→ **EXTRACT TO READ**:
Opened 4 years ago
Closed 3 years ago
#6067 closed defect (fixed)
Update RCSB biounit fetch to new URLs if needed
Reported by: | Tom Goddard | Owned by: | Tom Goddard |
---|---|---|---|
Priority: | moderate | Milestone: | 1.4 |
Component: | Core | Version: | |
Keywords: | Cc: | pett | |
Blocked By: | Blocking: | ||
Notify when closed: | Platform: | all | |
Project: | ChimeraX |
Description
The RCSB is updating their mmCIF assembly files and changing the ftp site for fetching them in May 2022. The assembly files will also contain multiple chains instead of multiple models.
We need to verify that the ChimeraX (and Chimera) will still work with the URL changes.
We need to make sure the NIAID scripts that use fetched biounit files still work.
Begin forwarded message:
From: Jasmine Young <jasmin@…>
Subject: pdb-l: Distributing PDBx/mmCIF Formatted Assembly Files
Date: February 2, 2022 at 6:59:30 AM PST
To: pdb-l@…
Dear PDB users,
Starting May 3, 2022, the PDB archive will distribute assembly files in PDBx/mmCIF format, allowing direct access and visualization of the curated assemblies for all PDB entries.
Currently, PDBx/mmCIF formatted assembly files are provided for structures that are non-PDB compliant, however the coordinates use model numbers to differentiate alternate symmetry copies of PDB chain IDs. This method is not ideal, nor necessary, for the current archive PDBx/mmCIF format and has lead to limited use of these files in community software tools. In response to this issue and recommendations by the wwPDB advisory committee, we are implementing updated, standardized practices for generation of assembly files for all PDB entries.
These updated PDBx/mmCIF format assembly files will have improved organization of assembly data to support usage by the community. These files will include all symmetry generated copies of each chain within a single model, with distinct chain IDs (_atom_site.auth_asym_id and _atom_site.label_asym_id) assigned to each. Generation of distinct chain IDs in assembly files are based upon the following rules:
# Chain IDs of the original chains from the atomic coordinate file will be retained (e.g., A)

→ **SUPPLIED RECORDS**:
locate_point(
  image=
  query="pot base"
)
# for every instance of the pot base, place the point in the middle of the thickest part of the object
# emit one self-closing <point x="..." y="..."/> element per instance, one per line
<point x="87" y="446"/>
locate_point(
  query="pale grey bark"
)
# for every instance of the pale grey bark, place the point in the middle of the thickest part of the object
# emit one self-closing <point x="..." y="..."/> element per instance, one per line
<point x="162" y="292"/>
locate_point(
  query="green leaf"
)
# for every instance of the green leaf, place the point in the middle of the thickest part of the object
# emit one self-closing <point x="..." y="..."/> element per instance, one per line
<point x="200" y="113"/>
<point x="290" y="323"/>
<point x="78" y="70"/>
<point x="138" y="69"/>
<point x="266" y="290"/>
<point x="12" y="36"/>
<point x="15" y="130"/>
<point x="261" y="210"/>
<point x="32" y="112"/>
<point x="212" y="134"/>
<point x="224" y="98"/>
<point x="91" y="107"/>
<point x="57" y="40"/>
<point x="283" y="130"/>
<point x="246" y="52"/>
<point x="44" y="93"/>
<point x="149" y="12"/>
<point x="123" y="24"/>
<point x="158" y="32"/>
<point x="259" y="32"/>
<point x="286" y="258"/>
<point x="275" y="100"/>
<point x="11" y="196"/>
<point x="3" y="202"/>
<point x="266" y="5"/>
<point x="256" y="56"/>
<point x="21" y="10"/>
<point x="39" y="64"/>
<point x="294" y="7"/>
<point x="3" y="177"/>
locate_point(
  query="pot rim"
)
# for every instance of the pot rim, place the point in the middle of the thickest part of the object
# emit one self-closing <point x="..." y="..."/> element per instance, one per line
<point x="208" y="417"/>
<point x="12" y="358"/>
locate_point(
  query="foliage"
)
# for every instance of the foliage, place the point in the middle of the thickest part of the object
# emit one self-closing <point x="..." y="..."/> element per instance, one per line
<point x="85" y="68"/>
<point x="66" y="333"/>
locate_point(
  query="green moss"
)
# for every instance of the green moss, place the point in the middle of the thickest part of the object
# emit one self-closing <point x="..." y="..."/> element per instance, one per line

→ **SHORT PROBLEM 1**:
Answer these questions about the ChimeraX ticket:
(a) Who reported the ticket?
(b) On what date will the PDB archive start distributing assembly files in PDBx/mmCIF format?
(c) What happens to the chain IDs of the original chains from the atomic coordinate file?
→ **SHORT PROBLEM 2**: Continue the ChimeraX ticket about RCSB biounit fetching from the point where it stops.
The data plays no part in this work.

→ **TASK RESPONSE 1**:
(a) Tom Goddard
(b) May 3, 2022
(c) They are retained.

→ **TASK RESPONSE 2**:
# Assign unique chain ID (atom_site.label_asym_id and atom_site.auth_asym_id) for each symmetry copy within a single model. Rules of chain ID assignments:
- The applied index of the symmetry operator (pdbx_struct_oper_list.id) will be appended to the original chain ID separated by a dash (e.g., A-2, A-3, etc.)
- If there are more than one type of symmetry operators applied to generate symmetry copy, a dash sign will be used between two operators (e.g., A-12-60, A-60-88, etc.)
In addition, entity ID and chain ID mapping categories will be provided: _pdbx_entity_remapping and _pdbx_chain_remapping.
A new directory (ftp.wwpdb.org/pub/pdb/data/assemblies/mmCIF/) will be created for the distribution of these updated assembly files. The directory containing the existing assembly mmCIF files for large entries will be removed (ftp.wwpdb.org/pub/pdb/data/biounit/mmCIF/ <https://ftp.wwpdb.org/pub/pdb/data/biounit/mmCIF/>).
wwPDB asks all PDB users and software developers to review code and address any limitations related to PDB assemblies. Sample files are made available for testing purposes and to support community adoption at GitHub.com/wwpdb/assembly-mmcif-examples (https://github.com/wwpdb/assembly-mmcif-examples).
If you plan to use these assembly files for graphical viewing, check if your visualization software (e.g., PyMol, ChimeraX, etc.) supports instantiation of assemblies directly from atomic coordinate files (_struct_assembly related categories), you do so for improved efficiency.
For any further information please email info@….
--
Regards,
Jasmine
===========================================================
Jasmine Young, Ph.D.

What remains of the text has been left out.